- [Problem set]
**A.** Reproduce the stretch of the 3x+1 thread from "18 December, 2019 at 4:09" through "given odd input.", word for word.
**B.** Render this sentence from the 3x+1 thread in French: "Don’t think we’ll see revision 3 any time soon."
**C.** According to the 3x+1 thread, why must the three-piece function on the odds be proven equivalent to the usual two-piece 3x+1 function?

- [Page]

..........

For every odd number n, either a or b or c is a whole odd number. That’s it – everything else is embellishment and ornamentation (in particular, the even numbers).

For visual thinkers: https://drive.google.com/file/d/1iY7HMO0BJbdw9EQX3BnYGvXDyBNQ1ITH/view

18 December, 2019 at 6:08 pm

Jeff

Don’t think we’ll see revision 3 any time soon. But for you, what about 3x-1?

18 December, 2019 at 4:09 pm

Michael Mark Ross

I must rephrase that for the sake of proving I can write grammatical English: “For every odd number n, only a or b or c can be a whole odd number.”

19 December, 2019 at 2:45 am

Jeff

You have to prove that the usual two piece 3x+1 function is ‘equivalent’ to your three piece function on the odds. This is the so called ‘transference’ Terry wants for his preprint, but is impossible to achieve in way one can extract trustworthy results from with a probabilistic approach. So prove equivalence, Then you can work with your new function and rigorously prove stuff to knock our socks off with:-). It is not enough that only one of either a, b or c is odd for a given odd input.

..........

- [Dataset excerpts]
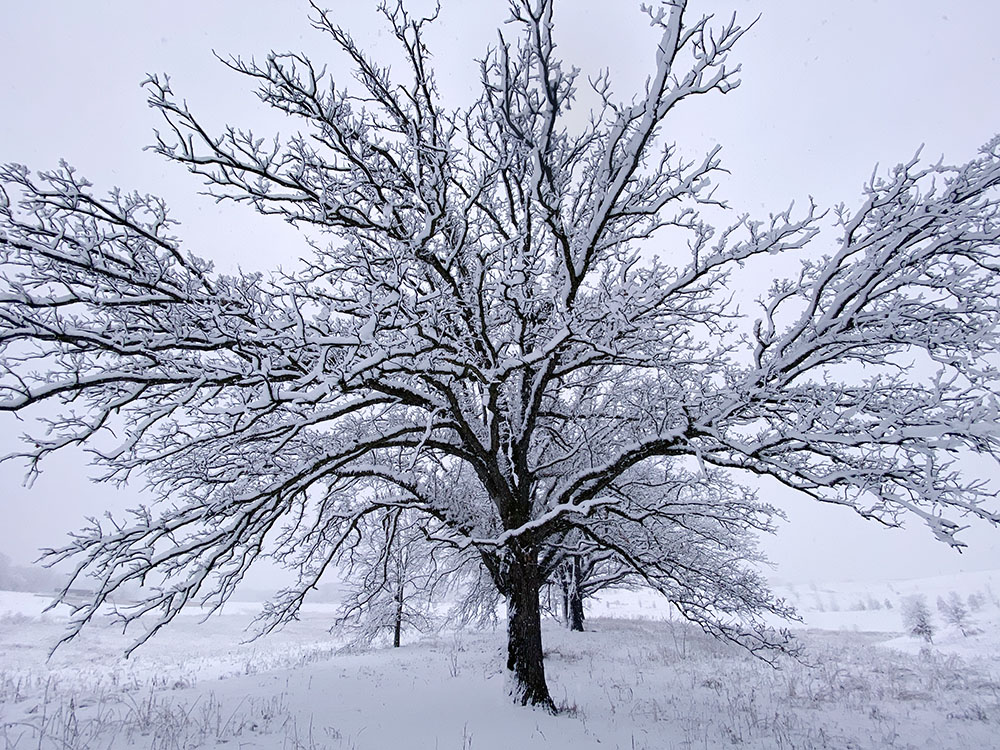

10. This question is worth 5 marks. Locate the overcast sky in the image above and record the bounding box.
[0,0,1000,581]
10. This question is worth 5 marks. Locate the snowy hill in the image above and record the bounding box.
[0,571,1000,750]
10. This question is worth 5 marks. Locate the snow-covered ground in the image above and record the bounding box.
[0,572,1000,750]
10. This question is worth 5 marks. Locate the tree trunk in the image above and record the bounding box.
[505,551,555,713]
[566,558,583,633]
[392,584,403,648]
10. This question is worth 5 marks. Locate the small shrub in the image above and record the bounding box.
[902,594,934,643]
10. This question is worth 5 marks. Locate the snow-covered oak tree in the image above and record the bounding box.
[0,0,1000,708]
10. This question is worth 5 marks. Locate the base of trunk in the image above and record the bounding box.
[507,560,556,714]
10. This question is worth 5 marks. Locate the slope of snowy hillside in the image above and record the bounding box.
[0,576,1000,750]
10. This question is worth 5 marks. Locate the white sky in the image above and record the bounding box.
[0,0,1000,581]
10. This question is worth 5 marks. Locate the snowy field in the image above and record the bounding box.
[0,571,1000,750]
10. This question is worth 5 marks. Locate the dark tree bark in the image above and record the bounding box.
[559,557,584,633]
[392,582,403,648]
[503,549,555,713]
[566,557,583,633]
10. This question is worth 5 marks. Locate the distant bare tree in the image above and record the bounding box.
[900,594,935,643]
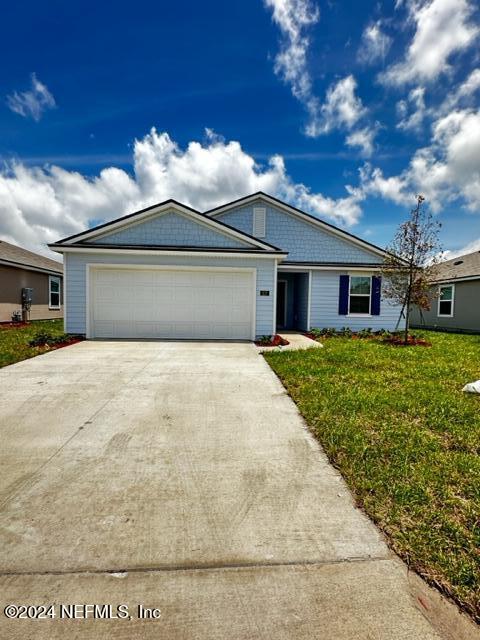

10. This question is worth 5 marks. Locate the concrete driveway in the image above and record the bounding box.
[0,342,473,640]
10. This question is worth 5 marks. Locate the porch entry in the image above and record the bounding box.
[276,271,310,331]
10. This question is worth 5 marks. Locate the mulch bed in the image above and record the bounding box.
[0,322,30,331]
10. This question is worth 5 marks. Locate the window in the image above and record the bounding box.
[348,276,372,315]
[48,276,60,309]
[253,207,266,238]
[437,284,455,318]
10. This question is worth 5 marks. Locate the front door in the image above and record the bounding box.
[277,280,287,329]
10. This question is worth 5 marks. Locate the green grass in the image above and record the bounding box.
[265,332,480,621]
[0,320,63,367]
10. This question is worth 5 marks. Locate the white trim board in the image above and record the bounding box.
[85,262,257,340]
[52,246,287,260]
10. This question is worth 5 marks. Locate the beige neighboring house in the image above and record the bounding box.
[0,240,63,322]
[411,251,480,333]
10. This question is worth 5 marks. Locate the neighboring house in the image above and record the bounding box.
[0,240,63,322]
[50,193,400,340]
[411,251,480,332]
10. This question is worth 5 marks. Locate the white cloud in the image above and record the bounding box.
[0,129,363,253]
[440,69,480,113]
[346,127,378,158]
[361,109,480,212]
[307,75,367,137]
[7,73,55,122]
[379,0,479,86]
[264,0,320,132]
[397,87,429,131]
[357,20,392,64]
[264,0,366,138]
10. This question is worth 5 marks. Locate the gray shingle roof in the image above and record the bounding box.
[432,251,480,282]
[0,240,63,273]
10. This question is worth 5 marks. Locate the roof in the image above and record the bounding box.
[432,251,480,282]
[205,191,388,256]
[0,240,63,274]
[48,198,281,252]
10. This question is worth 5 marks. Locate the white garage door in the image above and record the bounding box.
[90,268,255,340]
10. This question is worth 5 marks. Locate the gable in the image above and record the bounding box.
[89,209,254,249]
[215,199,383,264]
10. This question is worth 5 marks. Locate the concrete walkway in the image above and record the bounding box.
[0,342,478,640]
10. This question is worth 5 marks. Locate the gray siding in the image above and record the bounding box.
[310,271,404,331]
[411,278,480,332]
[65,253,275,336]
[92,211,252,249]
[217,201,382,263]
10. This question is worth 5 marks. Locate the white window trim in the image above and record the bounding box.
[48,276,62,310]
[347,274,373,318]
[437,284,455,318]
[252,207,267,238]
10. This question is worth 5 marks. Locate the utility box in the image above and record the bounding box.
[22,287,33,311]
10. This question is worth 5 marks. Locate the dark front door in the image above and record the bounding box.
[277,280,287,329]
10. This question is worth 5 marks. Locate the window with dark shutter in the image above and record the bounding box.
[372,276,382,316]
[338,276,350,316]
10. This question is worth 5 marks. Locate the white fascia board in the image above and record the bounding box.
[51,246,288,260]
[206,195,387,257]
[0,260,63,276]
[65,202,271,249]
[430,275,480,285]
[280,264,382,272]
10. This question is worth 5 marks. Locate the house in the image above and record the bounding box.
[0,240,63,322]
[50,193,400,340]
[411,251,480,333]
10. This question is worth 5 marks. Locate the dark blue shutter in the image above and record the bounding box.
[372,276,382,316]
[338,276,350,316]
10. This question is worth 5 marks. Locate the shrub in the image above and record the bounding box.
[28,331,71,347]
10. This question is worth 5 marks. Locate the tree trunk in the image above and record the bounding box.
[403,301,410,344]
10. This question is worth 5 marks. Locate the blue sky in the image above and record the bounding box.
[0,0,480,255]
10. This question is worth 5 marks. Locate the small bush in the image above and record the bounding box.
[255,334,290,347]
[28,331,71,347]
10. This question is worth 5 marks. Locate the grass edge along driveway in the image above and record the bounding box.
[264,332,480,622]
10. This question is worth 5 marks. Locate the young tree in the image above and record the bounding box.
[382,195,441,344]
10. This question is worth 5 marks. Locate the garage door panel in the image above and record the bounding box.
[91,268,254,339]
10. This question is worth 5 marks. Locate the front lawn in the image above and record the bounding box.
[0,320,70,367]
[265,332,480,621]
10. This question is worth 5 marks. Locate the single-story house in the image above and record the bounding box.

..........

- [Expected answers]
**A.**
18 December, 2019 at 4:09 pm

Michael Mark Ross

I must rephrase that for the sake of proving I can write grammatical English: “For every odd number n, only a or b or c can be a whole odd number.”

19 December, 2019 at 2:45 am

Jeff

You have to prove that the usual two piece 3x+1 function is ‘equivalent’ to your three piece function on the odds. This is the so called ‘transference’ Terry wants for his preprint, but is impossible to achieve in way one can extract trustworthy results from with a probabilistic approach. So prove equivalence, Then you can work with your new function and rigorously prove stuff to knock our socks off with:-). It is not enough that only one of either a, b or c is odd for a given odd input.

**B.** Je ne pense pas que nous verrons la révision 3 de sitôt.

**C.** Only after proving equivalence can the new function be used to rigorously prove results. It is not enough that only one of a, b or c is odd for a given odd input.